A l’occasion de la publication d’une riche anthologie de ses écrits, traduite en italien, le père Federico Lombardi SJ s’interroge, dans La Civiltà Cattolica de ce 3 avril 2021, sur les raisons profondes de la conversion à la foi catholique de ce laïc, serviteur de Dieu : « Qu’est-ce qui l’a attiré vers le christianisme ? Cela a-t-il été un coup de foudre spirituel ou le prestige de la science occidentale ? », questionne le p. Federico Lombardi S.J., auteur de l’article.

Certes, la première fois qu’il rencontre Matteo Ricci, cet intellectuel doté d’une grande curiosité est frappé par la mappemonde du missionnaire italien, « qui ouvre à la culture chinoise une vision plus large du monde », dira-t-il. Le comportement des missionnaires a également suscité l’admiration de Xu Guangqi, lui-même réputé pour sa « rigueur morale ». Par la suite, à Pékin, il cherchera auprès de son ami Ricci des réponses « aux questions qui le tourmentent », notamment celles de « la mort et du jugement après la mort ».

Formé dès sa jeunesse « dans l’esprit confucéen du service du bien commun » Xu considèrera que la nouvelle doctrine proposée par les jésuites est capable de « renforcer les principes confucéens et rectifier les doctrines bouddhistes ». C’est ainsi qu’il défendra la présence de Ricci à Pékin : « Nous avons un homme vrai, docte et grand, qui est arrivé à la Cour pour admirer notre vertu et la protéger. Peut-il y avoir au monde un trésor plus précieux que lui ? »

Le lettré chinois est « convaincu que la rigueur du raisonnement mathématique et l’apprentissage des sciences occidentales » serviront le « développement des sciences et des techniques nécessaires au bien du peuple » tout en éduquant « à la discipline et à l’autocritique », analyse le p. Lombardi. Pour Xu, loin de détourner de l’objectif missionnaire, « l’étude des sciences par un procédé rationnel rigoureux » est « comme une propédeutique à la religion et à la morale, parce qu’elle démontre la crédibilité des nouveaux maîtres ».

Hélène Ginabat

Voici notre traduction de l’article du p. Lombardi publié dans La Civiltà Cattolica, (Quaderno 4099 pp. 73 – 85) avec l’aimable autorisation de l’éditeur français, Parole et Silence.

> Données brutes:
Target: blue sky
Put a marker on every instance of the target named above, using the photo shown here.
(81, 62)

> Consignes:
a. D’après l’extrait sur Xu Guangqi, répondez à ces questions :
(i) Dans quelle revue et à quelle date paraît l’article du p. Lombardi ?
(ii) Quel objet du missionnaire italien frappe Xu lors de sa première rencontre avec Ricci ?
(iii) Selon Xu, de quoi la nouvelle doctrine proposée par les jésuites est-elle capable ?
b. Mettez à jour le passage de l’extrait sur Xu Guangqi allant de « A l’occasion de » jusqu’à « auteur de l’article. » en remplaçant « coup de foudre spirituel » par « élan mystique soudain ».
Le matériel qui précède est indépendant de l’extrait sur Xu Guangqi.

> Corrigé:
a.
(i) Dans La Civiltà Cattolica, le 3 avril 2021.
(ii) La mappemonde de Matteo Ricci.
(iii) De renforcer les principes confucéens et de rectifier les doctrines bouddhistes.

b.
A l’occasion de la publication d’une riche anthologie de ses écrits, traduite en italien, le père Federico Lombardi SJ s’interroge, dans La Civiltà Cattolica de ce 3 avril 2021, sur les raisons profondes de la conversion à la foi catholique de ce laïc, serviteur de Dieu : « Qu’est-ce qui l’a attiré vers le christianisme ? Cela a-t-il été un élan mystique soudain ou le prestige de la science occidentale ? », questionne le p. Federico Lombardi S.J., auteur de l’article.